DIRECTIONS FOR THIS TASK - In the data, extract each line that holds the string "ceiling".

GIVEN DATA -
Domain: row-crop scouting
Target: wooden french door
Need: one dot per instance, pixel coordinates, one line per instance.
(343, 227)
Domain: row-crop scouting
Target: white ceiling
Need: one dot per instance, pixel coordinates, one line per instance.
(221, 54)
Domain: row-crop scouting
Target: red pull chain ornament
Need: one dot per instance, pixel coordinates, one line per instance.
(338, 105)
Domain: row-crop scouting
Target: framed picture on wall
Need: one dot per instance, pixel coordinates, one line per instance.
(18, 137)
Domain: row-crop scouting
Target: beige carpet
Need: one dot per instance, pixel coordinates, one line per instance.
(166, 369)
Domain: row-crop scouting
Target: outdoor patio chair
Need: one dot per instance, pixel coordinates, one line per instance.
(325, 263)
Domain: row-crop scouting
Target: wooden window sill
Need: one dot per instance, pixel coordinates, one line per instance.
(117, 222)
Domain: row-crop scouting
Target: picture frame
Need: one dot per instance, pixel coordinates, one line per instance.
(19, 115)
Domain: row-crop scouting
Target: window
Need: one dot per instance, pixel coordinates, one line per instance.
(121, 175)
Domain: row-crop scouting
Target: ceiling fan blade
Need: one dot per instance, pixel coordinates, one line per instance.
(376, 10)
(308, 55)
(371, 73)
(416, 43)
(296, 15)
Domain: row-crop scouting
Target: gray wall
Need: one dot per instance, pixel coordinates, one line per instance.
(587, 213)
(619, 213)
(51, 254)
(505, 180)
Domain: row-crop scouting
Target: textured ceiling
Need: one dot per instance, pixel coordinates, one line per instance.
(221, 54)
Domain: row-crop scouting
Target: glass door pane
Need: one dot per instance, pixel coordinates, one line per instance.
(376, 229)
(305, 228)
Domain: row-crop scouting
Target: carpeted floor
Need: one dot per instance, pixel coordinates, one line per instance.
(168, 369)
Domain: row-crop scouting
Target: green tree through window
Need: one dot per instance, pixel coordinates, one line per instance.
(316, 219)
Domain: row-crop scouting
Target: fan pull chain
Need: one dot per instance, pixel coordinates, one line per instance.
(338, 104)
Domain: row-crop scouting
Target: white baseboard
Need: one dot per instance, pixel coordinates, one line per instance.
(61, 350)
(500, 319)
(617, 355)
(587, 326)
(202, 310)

EXERCISE OUTPUT -
Target: white ceiling
Target: ceiling fan blade
Target: textured ceiling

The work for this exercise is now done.